* Given task:
Reproduce the lines below, switching "snug" to "tight" wherever it occurs and leaving everything else unchanged.

Object detection data:
═══

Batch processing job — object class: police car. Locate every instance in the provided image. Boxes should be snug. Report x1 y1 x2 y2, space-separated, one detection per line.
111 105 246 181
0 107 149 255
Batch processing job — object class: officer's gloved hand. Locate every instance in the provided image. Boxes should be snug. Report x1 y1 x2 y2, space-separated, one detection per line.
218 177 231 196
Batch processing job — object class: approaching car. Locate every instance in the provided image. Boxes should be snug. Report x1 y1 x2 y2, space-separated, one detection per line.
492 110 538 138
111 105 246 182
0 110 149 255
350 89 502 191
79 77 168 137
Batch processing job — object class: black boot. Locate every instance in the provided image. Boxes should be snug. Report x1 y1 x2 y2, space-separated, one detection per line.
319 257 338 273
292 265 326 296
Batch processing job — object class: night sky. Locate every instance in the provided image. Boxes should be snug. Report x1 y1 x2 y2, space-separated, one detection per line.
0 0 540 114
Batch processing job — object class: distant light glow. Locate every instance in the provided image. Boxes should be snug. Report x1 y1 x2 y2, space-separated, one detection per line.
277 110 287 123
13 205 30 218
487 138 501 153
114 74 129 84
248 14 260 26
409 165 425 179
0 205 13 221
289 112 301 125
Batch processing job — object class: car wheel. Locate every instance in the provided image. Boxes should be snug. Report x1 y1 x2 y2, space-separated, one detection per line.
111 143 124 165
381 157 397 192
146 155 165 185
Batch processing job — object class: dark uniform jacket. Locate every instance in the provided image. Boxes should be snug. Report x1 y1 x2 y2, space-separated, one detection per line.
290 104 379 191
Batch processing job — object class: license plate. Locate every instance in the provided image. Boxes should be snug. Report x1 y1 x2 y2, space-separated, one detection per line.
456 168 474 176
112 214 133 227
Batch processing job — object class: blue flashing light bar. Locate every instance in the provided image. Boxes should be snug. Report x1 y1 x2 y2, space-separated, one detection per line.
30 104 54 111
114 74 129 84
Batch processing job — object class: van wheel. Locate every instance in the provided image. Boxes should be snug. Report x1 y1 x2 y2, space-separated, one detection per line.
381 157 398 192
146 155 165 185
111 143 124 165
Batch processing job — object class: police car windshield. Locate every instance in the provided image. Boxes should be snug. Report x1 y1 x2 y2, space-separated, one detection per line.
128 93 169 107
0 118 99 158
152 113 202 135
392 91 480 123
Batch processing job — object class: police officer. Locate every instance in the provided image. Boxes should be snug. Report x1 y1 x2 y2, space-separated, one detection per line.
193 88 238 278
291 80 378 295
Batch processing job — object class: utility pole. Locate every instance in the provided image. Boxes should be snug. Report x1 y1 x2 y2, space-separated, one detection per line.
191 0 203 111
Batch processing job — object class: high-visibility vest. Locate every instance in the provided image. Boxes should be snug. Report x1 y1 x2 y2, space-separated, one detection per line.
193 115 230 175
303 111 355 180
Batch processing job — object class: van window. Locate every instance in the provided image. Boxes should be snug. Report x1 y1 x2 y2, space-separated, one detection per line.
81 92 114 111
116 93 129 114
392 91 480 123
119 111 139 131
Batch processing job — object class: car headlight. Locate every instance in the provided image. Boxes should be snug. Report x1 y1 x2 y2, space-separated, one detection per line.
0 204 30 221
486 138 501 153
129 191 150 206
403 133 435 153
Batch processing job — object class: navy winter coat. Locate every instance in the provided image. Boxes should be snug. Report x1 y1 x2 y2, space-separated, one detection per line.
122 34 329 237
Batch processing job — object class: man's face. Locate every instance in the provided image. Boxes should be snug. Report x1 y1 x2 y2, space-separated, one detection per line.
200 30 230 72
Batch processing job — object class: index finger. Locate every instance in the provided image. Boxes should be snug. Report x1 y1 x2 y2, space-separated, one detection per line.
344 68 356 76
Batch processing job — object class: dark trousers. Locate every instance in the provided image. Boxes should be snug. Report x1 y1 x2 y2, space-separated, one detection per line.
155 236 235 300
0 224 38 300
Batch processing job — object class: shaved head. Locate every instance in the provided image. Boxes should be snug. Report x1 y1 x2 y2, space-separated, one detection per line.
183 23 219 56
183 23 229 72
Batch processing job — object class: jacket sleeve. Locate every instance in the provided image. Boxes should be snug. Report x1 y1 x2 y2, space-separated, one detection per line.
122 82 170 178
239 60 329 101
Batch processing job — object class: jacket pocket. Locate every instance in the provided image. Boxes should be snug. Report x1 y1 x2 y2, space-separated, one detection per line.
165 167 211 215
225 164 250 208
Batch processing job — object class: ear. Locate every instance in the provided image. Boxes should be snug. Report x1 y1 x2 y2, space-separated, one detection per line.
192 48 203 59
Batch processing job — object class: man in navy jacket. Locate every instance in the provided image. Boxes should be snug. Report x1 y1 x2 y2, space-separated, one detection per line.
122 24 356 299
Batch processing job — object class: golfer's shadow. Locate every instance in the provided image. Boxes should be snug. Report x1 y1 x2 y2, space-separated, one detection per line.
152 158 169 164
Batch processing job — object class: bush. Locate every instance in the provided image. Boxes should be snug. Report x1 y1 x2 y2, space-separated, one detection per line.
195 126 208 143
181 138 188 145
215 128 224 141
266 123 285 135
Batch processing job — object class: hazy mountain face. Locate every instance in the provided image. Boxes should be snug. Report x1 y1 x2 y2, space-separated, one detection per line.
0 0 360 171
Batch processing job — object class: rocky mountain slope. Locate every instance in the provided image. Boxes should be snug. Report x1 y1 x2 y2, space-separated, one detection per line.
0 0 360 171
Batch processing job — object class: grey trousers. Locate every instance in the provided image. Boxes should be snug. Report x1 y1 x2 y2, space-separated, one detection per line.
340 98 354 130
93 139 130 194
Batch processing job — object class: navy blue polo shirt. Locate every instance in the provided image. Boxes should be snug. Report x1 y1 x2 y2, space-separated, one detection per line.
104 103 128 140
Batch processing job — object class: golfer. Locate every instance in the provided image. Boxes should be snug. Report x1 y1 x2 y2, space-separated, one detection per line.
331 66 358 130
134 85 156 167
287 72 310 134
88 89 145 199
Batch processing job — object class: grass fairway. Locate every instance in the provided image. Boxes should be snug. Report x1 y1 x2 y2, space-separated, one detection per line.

═══

* Complete response:
Batch processing job — object class: police car. Locate every instance in the provided image. Boxes should be tight. Report x1 y1 x2 y2, space-separated, one detection per line.
111 105 246 181
0 107 149 255
Batch processing job — object class: officer's gloved hand. Locate every instance in the provided image. Boxes should be tight. Report x1 y1 x2 y2, space-separated, one detection per line.
218 177 231 196
Batch processing job — object class: approaching car. Locate every instance in the provided image. Boxes should be tight. Report x1 y1 x2 y2, space-separated, one detection per line.
492 110 538 138
111 105 246 182
0 110 149 255
350 89 502 191
79 77 168 137
Batch processing job — object class: black boot. Locate every instance in the provided image. Boxes should be tight. Report x1 y1 x2 y2, space-separated, one detection per line.
319 257 338 273
292 265 326 296
Batch processing job — object class: night sky. Locate every instance in the provided image. Boxes should be tight. Report x1 y1 x2 y2, space-separated, one detection per line.
0 0 540 114
Batch processing job — object class: distant light glow. Locate every instance in the provided image. Boxes should be tight. Report x1 y1 x2 y2, space-separated, one detection per line.
277 110 287 123
13 205 30 218
487 138 501 153
114 74 129 84
248 14 260 26
409 165 425 179
0 205 13 221
289 112 301 125
Batch processing job — object class: car wheel. Locate every instance in the provided image. Boxes should be tight. Report x1 y1 x2 y2, space-separated, one detection per line.
111 143 124 165
381 157 397 192
146 155 165 185
Batch processing job — object class: dark uniform jacket. Locate every instance in the provided image. Boxes should be tight. Report x1 y1 x2 y2, space-separated, one detection per line.
290 104 379 191
Batch processing job — object class: license plate. Locate every instance in the provided image. Boxes should be tight. Report x1 y1 x2 y2, space-separated, one detection per line.
456 168 474 176
112 214 133 227
Batch processing job — object class: blue flashing light bar. Locate every instance in the provided image. Boxes should be tight. Report x1 y1 x2 y2, space-separated, one detection per line.
30 104 54 111
114 74 129 84
Batch processing job — object class: van wheel. Locate every instance in the provided image. Boxes should be tight. Report x1 y1 x2 y2, space-separated, one detection per line.
381 157 398 192
146 155 165 185
111 143 124 165
Batch processing job — object class: police car windshield. Locate every instance in the provided image. Boxes should be tight. Report x1 y1 x2 y2, space-separated, one detection per line.
128 93 169 107
0 118 99 158
152 113 202 135
392 91 480 123
Batch processing job — object class: police officer. Locate every instance in the provided image. Boxes should be tight. Report x1 y1 x2 y2, space-separated, one detection per line.
193 88 238 278
291 80 378 295
Batch processing job — object class: utility pole. Locate every instance in the provided image. Boxes should be tight. Report x1 y1 x2 y2, space-separated, one detection per line.
191 0 203 111
Batch processing job — object class: high-visibility vest. Locate every instance in the provided image. Boxes should be tight. Report x1 y1 x2 y2, space-separated, one detection per line.
193 115 230 175
303 111 355 180
Batch processing job — object class: van window. Locate every instance in the provided image. Boxes should be tight. Report x1 y1 x2 y2, space-separated, one detection per line.
81 92 114 111
116 93 129 114
392 91 480 123
119 111 139 131
Batch processing job — object class: car headlight. Locate every instance in the provided image. Boxes should be tight. Report x1 y1 x2 y2, space-separated, one detection per line.
0 204 30 221
486 138 501 153
129 191 150 206
403 133 435 153
Batch processing job — object class: navy winter coat. Locate every instance in the provided image. Boxes should be tight. Report x1 y1 x2 y2, space-separated, one detection per line.
122 34 329 237
Batch processing job — object class: man's face. Locate every instance in the provided image. Boxes should be tight. Report x1 y1 x2 y2, space-separated, one detection per line.
200 30 230 72
Batch processing job — object class: index finger. Locate every instance in the provided image. Boxes should be tight. Report x1 y1 x2 y2, space-separated, one detection per line.
344 68 356 76
Batch processing job — object class: dark trousers. Locate every instance in the provided image. Boxes should be tight. Report x1 y1 x2 y2, space-separated, one detection per line.
155 236 235 300
0 224 38 300
Batch processing job — object class: shaved head. Locate every instance in the provided image. Boxes should be tight. Report x1 y1 x2 y2, space-separated, one detection per line.
183 23 219 56
183 23 229 72
Batch processing job — object class: jacket sleeve. Locate every instance in the provided image. Boxes should be tight. Report x1 y1 x2 y2, space-separated, one detection per line.
122 82 170 178
239 60 329 101
Batch processing job — object class: jacket pocket. Locate every instance in the provided image. Boxes should be tight. Report x1 y1 x2 y2, space-separated, one detection per line.
165 167 211 215
225 164 250 208
Batch processing job — object class: ear. Locate every instance in the provided image. Boxes should be tight. Report x1 y1 x2 y2, space-separated, one detection per line.
192 48 203 59
Batch processing job — object class: man in navy jacket. Locate every instance in the provided image. Boxes should be tight. Report x1 y1 x2 y2, space-separated, one detection per line.
122 24 356 299
Batch processing job — object class: golfer's shadow. Locate every instance in the provided image. Boxes should be tight. Report x1 y1 x2 y2, space-separated, one detection per line.
152 158 169 164
Batch processing job — object class: bush. Locate every instance in the provided image. Boxes should be tight. Report x1 y1 x2 y2, space-separated, one detection per line.
195 126 208 143
181 138 188 145
215 128 224 141
266 123 285 135
Batch processing job — object class: hazy mountain face. Locate every instance in the provided image. Boxes should be tight. Report x1 y1 x2 y2, space-separated, one detection per line.
0 0 360 171
Batch processing job — object class: rocky mountain slope. Locate every instance in the provided image. Boxes should be tight. Report x1 y1 x2 y2, space-separated, one detection per line.
0 0 360 171
Batch processing job — object class: grey trousers. Locate every instance in the provided image. Boxes should be tight. Report x1 y1 x2 y2, space-separated, one detection per line.
340 98 354 130
93 139 130 194
Batch processing job — object class: navy blue polo shirt. Locate every instance in the provided image. Boxes should be tight. Report x1 y1 x2 y2, space-separated, one detection per line.
104 103 128 140
Batch processing job — object class: golfer. Locate every instance in the provided image. Boxes should be tight. Report x1 y1 x2 y2, space-separated, one detection per line.
331 66 358 130
134 85 156 167
287 72 310 134
88 89 145 199
Batch processing job — object class: grass fairway. Locate every instance in the provided image. Boxes should be tight. Report x1 y1 x2 y2, space-separated, one detection per line.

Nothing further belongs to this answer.